USING THE INFORMATION:
- a) Using the passage on Josef Kamel, decide whether each statement agrees with it, answering yes or no and quoting the deciding words: (i) Kamel was born in Spain. (ii) Kamel was ordained a priest. (iii) Camachile was being sold in Iloilo during an April visit.
- b) Go on with the passage on Josef Kamel, beginning right after its final sentence.

SOURCE PASSAGE:
Monday, June 12, 2006

josef george kamel, s.j. drawing of a camachile fruit



Bro. Josef George Kamel
(21 April 1661- 2 May 1706)

Camachile (kamonsil in Visayan) is associated with the dry and hot months of summer. This tart and pungent fruit, more legume than fruit, was on sale at the roadside stalls and public markets in Iloilo, when I visited the province last April.

This pen and ink drawing of the camachile was drawn by a Jesuit more than three hundred years ago.

In 1706, on 2 May, a Jesuit of extraordinary talent died in Manila. He was Josef Georg Kamel. He was 45 years of age. He was not Spanish but Moravian born on 21 April 1661 in Bruno or Brun, today in the Czeck Republic. He was not ordained priest but remained a brother or hermano all his life; a temporal coadjutor as the Jesuit Constitution would classify him.

MATERIAL PROVIDED:
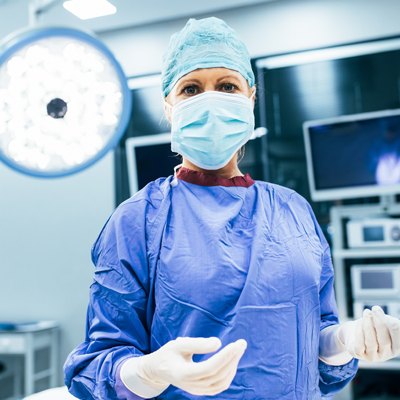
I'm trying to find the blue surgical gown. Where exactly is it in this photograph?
[64,168,357,400]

TASK RESULTS:
- a)
(i) No: "He was not Spanish but Moravian born on 21 April 1661 in Bruno or Brun"
(ii) No: "He was not ordained priest but remained a brother or hermano all his life"
(iii) Yes: "was on sale at the roadside stalls and public markets in Iloilo, when I visited the province last April"

- b)
Like most of the hermanos, Kamel was counseled to live the hidden life in imitation of Jesus and the hermano's patron saint, Joseph. They were to find their sanctification amidst the pots and pans of the pantry or in Kamel’s case in the herb garden and infirmary with its poultices, ungents, potions and powders. What we know of Kamel is not enough to satisfy our curiosity. The laconic Catalogus personarum, the annual list of assignments given to Jesuits, tells us that Kamel joined the Jesuit province of Bohemia on 12 November 1682; that he arrived in the Philippines 1697; after he had made his final vows as temporal coadjutor on 15 August 1696. He was assigned to the Colegio de Manila also known as Universidad de San Ignacio and after being active for less than a decade died in Manila on 2 May 1706. We presume he was buried in Manila, possibly within the San Ignacio church, which was the custom.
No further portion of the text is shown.